[Data excerpts]
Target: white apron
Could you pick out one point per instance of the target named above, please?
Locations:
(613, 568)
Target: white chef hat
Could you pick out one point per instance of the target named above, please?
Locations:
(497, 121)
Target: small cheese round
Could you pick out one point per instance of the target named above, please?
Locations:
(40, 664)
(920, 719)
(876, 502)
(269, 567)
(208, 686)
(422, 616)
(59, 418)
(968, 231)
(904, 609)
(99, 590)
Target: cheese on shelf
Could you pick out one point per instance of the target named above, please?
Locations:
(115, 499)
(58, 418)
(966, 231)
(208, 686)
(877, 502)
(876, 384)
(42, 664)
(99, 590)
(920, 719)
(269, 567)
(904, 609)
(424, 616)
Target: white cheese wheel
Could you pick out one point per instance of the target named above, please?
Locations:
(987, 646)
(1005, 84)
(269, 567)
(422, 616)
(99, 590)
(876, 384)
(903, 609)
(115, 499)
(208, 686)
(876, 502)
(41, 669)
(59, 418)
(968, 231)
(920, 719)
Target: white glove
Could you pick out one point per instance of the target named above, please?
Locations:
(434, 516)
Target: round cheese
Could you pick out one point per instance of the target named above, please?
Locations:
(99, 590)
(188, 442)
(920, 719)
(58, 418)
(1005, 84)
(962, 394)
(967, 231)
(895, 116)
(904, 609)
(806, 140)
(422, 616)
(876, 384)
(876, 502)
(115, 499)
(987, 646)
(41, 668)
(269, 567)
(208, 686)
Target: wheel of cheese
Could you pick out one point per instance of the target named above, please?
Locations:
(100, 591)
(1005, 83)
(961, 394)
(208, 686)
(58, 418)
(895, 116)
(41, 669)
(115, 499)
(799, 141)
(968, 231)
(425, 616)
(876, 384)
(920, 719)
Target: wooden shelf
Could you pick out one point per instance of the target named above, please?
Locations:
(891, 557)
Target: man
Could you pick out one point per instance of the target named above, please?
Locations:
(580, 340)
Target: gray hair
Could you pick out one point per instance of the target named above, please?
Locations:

## [To do]
Return the full data, every line of it, with nothing altered.

## [Reply to the task]
Target: white apron
Could you pick out one point per instance of the target named above, please?
Locations:
(613, 568)
Target: white chef hat
Could you pick out one point per instance of the target named above, please?
Locations:
(497, 121)
Target: small cheese round
Could you pick out one point per instance of the target named above, please?
Locations:
(40, 664)
(920, 719)
(876, 502)
(269, 567)
(208, 686)
(422, 616)
(59, 418)
(968, 231)
(904, 609)
(99, 590)
Target: cheese on shelf
Could you pick out one point per instance of the target named above, please?
Locations:
(115, 499)
(58, 418)
(966, 231)
(208, 686)
(877, 502)
(876, 384)
(42, 664)
(99, 590)
(920, 719)
(269, 567)
(904, 609)
(424, 616)
Target: white cheese wheel
Could you pick out one point per instance of the target named above, please?
Locations:
(987, 646)
(1005, 84)
(269, 567)
(422, 616)
(99, 590)
(876, 384)
(903, 609)
(115, 499)
(208, 686)
(876, 502)
(41, 669)
(59, 418)
(968, 231)
(920, 719)
Target: white glove
Could you pick out one point per instance of the target named above, please?
Locations:
(434, 516)
Target: round cheese
Could you pick out one point per instance of the target named above, please?
Locations:
(99, 590)
(188, 442)
(920, 719)
(58, 418)
(1005, 84)
(962, 394)
(967, 231)
(895, 116)
(904, 609)
(806, 140)
(422, 616)
(876, 384)
(876, 502)
(115, 499)
(987, 646)
(41, 668)
(269, 567)
(208, 686)
Target: wheel of cheese
Could you pick out one point per instance of the target named above, please?
Locations:
(100, 591)
(1005, 83)
(961, 394)
(208, 686)
(58, 418)
(895, 116)
(41, 669)
(115, 499)
(799, 141)
(968, 231)
(425, 616)
(876, 384)
(920, 719)
Target: wooden shelf
Could you pick out one point per instance of the target named above, please?
Locations:
(891, 557)
Target: man
Could you pick out one point per instance of the target named above, please?
Locations:
(580, 340)
Target: gray hair
Could you pick out one point per instance of the target named above, please?
Locations:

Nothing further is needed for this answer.